Panna cotta means cooked cream in Italian. Typically it is a dessert dish; I decided to change it up and go in a savory direction. I also played a trick on the mind using black pepper to emulate the vanilla bean in a dessert panna cotta. This creamy, delicious dish was a fan favorite at more than one restaurant I cooked in.

For The Panna Cotta:

Ingredients:

2 C heavy cream

1 C grated Parmesan cheese

½ tsp salt

½ tsp cracked black pepper

3 tbsp cold water

1 packet plain gelatin

Instructions:

​Sprinkle the gelatin over the cold water in a 4 C or larger glass measuring cup and let it bloom.

Combine the heavy cream, Parmesan cheese, salt, and pepper in a medium saucepot.

​Scald the mixture over medium heat until small bubbles start to form around the sides of the pot and the mixture is steamy. Do not boil.

​Pour the cream and cheese mixture over the gelatin and stir until dissolved.

​Pour the mixture into six greased ramekins and refrigerate uncovered for 30 minutes, then wrap in plastic and refrigerate until set, at least 4 hours or overnight.

Tomato Salad:

Ingredients:

1 pint heirloom cherry tomatoes

12 large fresh basil leaves

1 tsp coarse sea salt

½ tsp cracked black pepper

Reduced balsamic vinegar*

Extra virgin olive oil

Instructions:

Cut the cherry tomatoes in half or quarters if they are large.

Chiffonade the basil - stack the leaves and roll them like a cigar. Using a very sharp knife, slice across the roll to create strips of basil.

Place the tomatoes, basil, salt, and pepper in a bowl.

Toss the tomato mixture with a little olive oil and reduced balsamic.

▶ _Problems and tasks_:
(A) Repeat from the savory panna cotta recipe the passage that begins at the words "3 tbsp cold" and ends after the words "let it bloom.".
(B) According to the savory panna cotta recipe, what does the black pepper emulate?
The records play no part in the work asked here.

▶ _Data excerpts_:
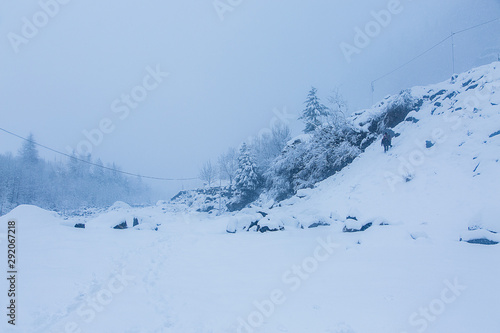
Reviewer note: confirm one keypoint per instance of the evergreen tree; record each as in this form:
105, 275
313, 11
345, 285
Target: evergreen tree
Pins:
313, 112
28, 151
247, 179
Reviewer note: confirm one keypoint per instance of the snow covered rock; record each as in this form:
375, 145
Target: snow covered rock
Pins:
353, 225
481, 236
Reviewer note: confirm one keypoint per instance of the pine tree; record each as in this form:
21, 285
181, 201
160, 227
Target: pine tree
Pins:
28, 151
313, 112
247, 180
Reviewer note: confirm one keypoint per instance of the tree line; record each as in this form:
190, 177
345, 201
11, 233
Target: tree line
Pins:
270, 162
25, 178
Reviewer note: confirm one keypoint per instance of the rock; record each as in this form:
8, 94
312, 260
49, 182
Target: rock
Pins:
356, 227
122, 225
482, 241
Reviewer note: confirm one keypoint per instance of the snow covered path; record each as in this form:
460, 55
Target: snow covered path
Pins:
194, 277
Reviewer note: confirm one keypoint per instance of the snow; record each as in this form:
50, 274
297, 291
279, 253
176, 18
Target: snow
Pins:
411, 271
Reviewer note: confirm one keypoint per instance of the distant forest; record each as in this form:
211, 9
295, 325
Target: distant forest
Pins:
26, 178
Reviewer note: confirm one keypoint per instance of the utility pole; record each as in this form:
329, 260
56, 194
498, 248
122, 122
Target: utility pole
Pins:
373, 89
453, 50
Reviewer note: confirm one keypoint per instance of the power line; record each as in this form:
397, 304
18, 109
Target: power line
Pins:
91, 163
430, 49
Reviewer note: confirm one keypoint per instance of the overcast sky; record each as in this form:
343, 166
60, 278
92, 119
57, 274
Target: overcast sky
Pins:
227, 70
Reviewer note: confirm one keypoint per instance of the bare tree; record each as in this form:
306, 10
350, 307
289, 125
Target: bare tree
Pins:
337, 111
269, 145
228, 164
208, 173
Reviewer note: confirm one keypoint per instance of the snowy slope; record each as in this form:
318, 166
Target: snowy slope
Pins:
408, 272
442, 175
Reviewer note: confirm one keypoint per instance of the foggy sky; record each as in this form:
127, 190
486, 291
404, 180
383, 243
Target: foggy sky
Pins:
225, 77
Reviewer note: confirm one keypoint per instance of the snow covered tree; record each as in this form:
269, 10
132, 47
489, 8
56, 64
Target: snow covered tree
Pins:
28, 151
269, 145
314, 112
228, 163
247, 179
337, 110
208, 173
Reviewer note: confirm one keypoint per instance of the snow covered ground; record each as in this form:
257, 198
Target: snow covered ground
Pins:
410, 270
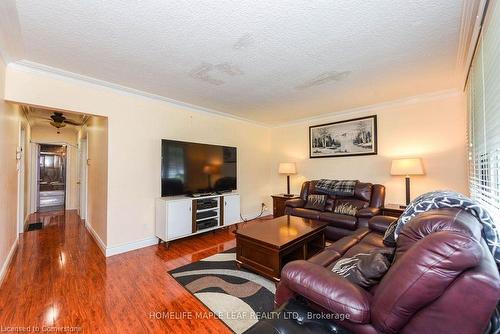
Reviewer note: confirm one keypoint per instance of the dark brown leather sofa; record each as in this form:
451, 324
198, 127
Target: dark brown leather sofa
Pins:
443, 279
369, 198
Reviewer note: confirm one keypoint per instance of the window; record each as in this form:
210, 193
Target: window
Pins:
483, 89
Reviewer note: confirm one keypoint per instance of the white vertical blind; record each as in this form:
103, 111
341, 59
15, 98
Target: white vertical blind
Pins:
484, 115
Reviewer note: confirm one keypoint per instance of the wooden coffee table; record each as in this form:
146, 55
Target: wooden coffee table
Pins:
265, 247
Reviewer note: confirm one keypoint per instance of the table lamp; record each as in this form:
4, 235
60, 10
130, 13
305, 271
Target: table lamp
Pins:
407, 167
287, 168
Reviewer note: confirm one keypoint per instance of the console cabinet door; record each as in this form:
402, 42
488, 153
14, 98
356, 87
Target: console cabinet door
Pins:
179, 218
231, 209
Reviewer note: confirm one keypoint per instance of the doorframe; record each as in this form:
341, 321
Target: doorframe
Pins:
21, 170
83, 154
36, 170
35, 153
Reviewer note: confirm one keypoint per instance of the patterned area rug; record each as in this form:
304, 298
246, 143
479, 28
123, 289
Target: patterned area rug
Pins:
236, 296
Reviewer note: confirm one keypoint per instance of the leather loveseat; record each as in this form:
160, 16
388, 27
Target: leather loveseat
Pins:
443, 279
367, 199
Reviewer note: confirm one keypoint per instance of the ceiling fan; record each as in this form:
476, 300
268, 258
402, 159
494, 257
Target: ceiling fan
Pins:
60, 121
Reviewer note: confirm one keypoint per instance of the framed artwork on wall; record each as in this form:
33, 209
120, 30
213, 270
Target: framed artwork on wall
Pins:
345, 138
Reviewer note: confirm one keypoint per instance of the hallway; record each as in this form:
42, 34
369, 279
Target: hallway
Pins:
59, 277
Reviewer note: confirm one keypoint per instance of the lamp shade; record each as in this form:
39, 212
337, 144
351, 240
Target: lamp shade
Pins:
287, 168
412, 166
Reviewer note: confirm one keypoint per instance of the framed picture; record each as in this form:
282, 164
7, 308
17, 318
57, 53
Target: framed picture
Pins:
345, 138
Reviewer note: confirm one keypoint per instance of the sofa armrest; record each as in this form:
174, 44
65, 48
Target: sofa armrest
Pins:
380, 223
295, 203
328, 290
368, 212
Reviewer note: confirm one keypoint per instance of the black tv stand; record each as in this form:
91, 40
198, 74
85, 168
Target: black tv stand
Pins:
196, 195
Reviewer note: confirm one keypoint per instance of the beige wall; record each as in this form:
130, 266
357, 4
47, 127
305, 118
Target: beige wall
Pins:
96, 133
136, 126
10, 120
47, 134
432, 128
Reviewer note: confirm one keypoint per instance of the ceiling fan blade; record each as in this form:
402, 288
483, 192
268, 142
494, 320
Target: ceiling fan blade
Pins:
58, 124
72, 122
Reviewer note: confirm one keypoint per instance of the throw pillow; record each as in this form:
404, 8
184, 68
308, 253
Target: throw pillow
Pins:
389, 235
365, 269
346, 207
316, 202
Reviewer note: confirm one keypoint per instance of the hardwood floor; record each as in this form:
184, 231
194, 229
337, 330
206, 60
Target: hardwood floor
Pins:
59, 278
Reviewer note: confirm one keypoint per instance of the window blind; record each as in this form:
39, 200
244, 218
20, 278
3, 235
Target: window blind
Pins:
483, 89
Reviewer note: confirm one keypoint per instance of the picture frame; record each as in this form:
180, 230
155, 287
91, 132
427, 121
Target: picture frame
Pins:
353, 137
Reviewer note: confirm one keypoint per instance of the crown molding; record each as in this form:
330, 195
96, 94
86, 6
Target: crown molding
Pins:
376, 107
470, 28
66, 75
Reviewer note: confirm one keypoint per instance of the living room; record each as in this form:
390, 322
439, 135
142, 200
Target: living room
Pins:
243, 82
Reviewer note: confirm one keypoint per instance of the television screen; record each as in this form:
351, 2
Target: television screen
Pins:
190, 168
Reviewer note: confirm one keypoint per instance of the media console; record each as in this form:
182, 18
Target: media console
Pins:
181, 216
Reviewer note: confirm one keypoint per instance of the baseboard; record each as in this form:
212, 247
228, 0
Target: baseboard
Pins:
130, 246
99, 242
6, 264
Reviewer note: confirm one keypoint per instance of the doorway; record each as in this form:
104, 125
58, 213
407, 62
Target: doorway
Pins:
52, 178
83, 178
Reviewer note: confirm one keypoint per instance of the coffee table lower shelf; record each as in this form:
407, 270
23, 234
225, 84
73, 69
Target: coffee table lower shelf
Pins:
268, 261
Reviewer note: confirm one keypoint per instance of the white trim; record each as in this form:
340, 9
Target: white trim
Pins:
378, 106
470, 26
6, 264
37, 67
130, 246
96, 237
28, 66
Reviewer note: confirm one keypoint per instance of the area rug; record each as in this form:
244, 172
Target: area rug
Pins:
236, 296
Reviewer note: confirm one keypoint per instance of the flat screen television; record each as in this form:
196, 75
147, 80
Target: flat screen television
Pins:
192, 168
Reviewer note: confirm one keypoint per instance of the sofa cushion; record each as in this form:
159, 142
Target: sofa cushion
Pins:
363, 191
349, 206
316, 202
325, 258
344, 244
305, 213
364, 269
380, 224
342, 221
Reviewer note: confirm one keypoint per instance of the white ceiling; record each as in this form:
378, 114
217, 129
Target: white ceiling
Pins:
41, 117
268, 61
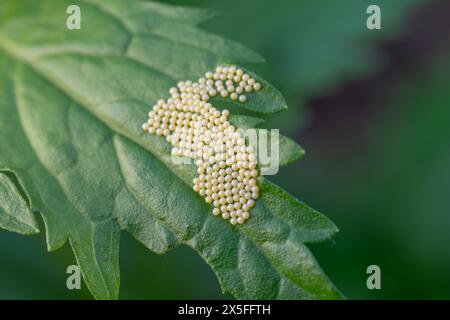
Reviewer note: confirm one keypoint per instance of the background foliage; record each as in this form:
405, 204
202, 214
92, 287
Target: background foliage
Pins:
371, 110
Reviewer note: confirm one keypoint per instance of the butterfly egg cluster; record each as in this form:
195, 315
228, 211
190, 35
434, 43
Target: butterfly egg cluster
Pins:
226, 166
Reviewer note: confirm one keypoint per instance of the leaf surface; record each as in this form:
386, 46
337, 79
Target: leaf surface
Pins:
70, 129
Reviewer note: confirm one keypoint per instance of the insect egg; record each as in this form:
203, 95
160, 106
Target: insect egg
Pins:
226, 167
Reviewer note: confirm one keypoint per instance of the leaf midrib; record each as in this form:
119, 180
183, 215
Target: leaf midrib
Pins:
11, 50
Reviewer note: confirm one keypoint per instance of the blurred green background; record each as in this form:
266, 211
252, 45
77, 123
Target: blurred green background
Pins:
372, 109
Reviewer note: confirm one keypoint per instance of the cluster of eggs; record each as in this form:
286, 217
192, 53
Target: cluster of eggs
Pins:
226, 166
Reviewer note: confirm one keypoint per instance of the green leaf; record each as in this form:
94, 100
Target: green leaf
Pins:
70, 130
15, 214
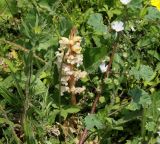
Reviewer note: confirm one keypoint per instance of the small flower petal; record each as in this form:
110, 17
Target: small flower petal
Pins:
117, 26
125, 2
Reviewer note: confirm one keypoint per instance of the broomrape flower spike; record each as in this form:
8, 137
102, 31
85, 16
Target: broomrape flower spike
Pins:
70, 57
125, 2
156, 3
103, 67
117, 26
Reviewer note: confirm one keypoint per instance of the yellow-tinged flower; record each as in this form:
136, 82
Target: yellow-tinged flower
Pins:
156, 3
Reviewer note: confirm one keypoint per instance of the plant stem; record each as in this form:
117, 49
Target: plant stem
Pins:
85, 132
143, 131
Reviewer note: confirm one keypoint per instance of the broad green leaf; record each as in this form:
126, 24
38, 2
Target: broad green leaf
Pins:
96, 21
92, 121
144, 72
139, 98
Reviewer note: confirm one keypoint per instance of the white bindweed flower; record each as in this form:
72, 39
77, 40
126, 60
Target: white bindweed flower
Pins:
103, 67
117, 26
125, 2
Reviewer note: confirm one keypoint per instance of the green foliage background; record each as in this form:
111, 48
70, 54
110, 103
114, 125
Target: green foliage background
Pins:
129, 108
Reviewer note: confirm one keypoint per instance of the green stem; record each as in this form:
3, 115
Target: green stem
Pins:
18, 141
143, 122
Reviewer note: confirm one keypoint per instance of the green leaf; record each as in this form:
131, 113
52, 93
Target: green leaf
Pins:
92, 121
139, 98
144, 72
66, 110
96, 21
154, 54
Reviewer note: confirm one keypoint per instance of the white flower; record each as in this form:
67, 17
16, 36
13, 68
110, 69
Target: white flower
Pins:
103, 67
125, 2
117, 26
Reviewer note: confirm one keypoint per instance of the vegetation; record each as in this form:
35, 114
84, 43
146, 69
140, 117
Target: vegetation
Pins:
79, 71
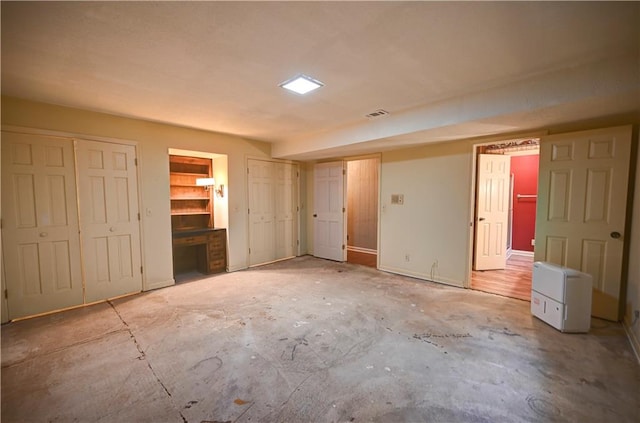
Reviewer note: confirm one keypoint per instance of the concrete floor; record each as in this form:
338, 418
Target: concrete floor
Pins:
315, 341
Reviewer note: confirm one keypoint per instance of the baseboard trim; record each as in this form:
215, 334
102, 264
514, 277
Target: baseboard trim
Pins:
361, 250
429, 278
633, 340
159, 284
522, 253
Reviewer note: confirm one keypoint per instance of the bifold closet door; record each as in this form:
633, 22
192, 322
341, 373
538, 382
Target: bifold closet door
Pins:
272, 211
41, 245
109, 219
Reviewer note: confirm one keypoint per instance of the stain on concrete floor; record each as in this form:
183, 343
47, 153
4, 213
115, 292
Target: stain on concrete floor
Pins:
313, 340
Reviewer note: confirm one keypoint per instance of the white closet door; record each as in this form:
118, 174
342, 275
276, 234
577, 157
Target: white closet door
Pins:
261, 212
41, 246
582, 204
109, 219
273, 203
329, 229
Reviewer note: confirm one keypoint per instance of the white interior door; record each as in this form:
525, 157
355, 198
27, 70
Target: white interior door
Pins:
582, 200
41, 246
109, 219
492, 214
285, 205
328, 229
262, 212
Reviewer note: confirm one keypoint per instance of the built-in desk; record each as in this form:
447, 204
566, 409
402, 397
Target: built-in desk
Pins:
204, 249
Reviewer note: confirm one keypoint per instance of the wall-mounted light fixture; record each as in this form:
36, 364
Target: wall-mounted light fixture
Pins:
207, 183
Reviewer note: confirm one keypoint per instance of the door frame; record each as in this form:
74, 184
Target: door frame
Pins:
472, 189
311, 195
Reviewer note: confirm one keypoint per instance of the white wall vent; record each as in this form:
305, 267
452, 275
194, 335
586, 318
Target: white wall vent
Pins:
378, 113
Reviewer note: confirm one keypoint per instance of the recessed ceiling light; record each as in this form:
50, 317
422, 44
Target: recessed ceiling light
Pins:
301, 84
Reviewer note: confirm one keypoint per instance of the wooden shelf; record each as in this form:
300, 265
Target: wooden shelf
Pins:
179, 213
191, 205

▶ _Expected results_:
(A)
3 tbsp cold water

1 packet plain gelatin

Instructions:

​Sprinkle the gelatin over the cold water in a 4 C or larger glass measuring cup and let it bloom.

(B) The vanilla bean in a dessert panna cotta.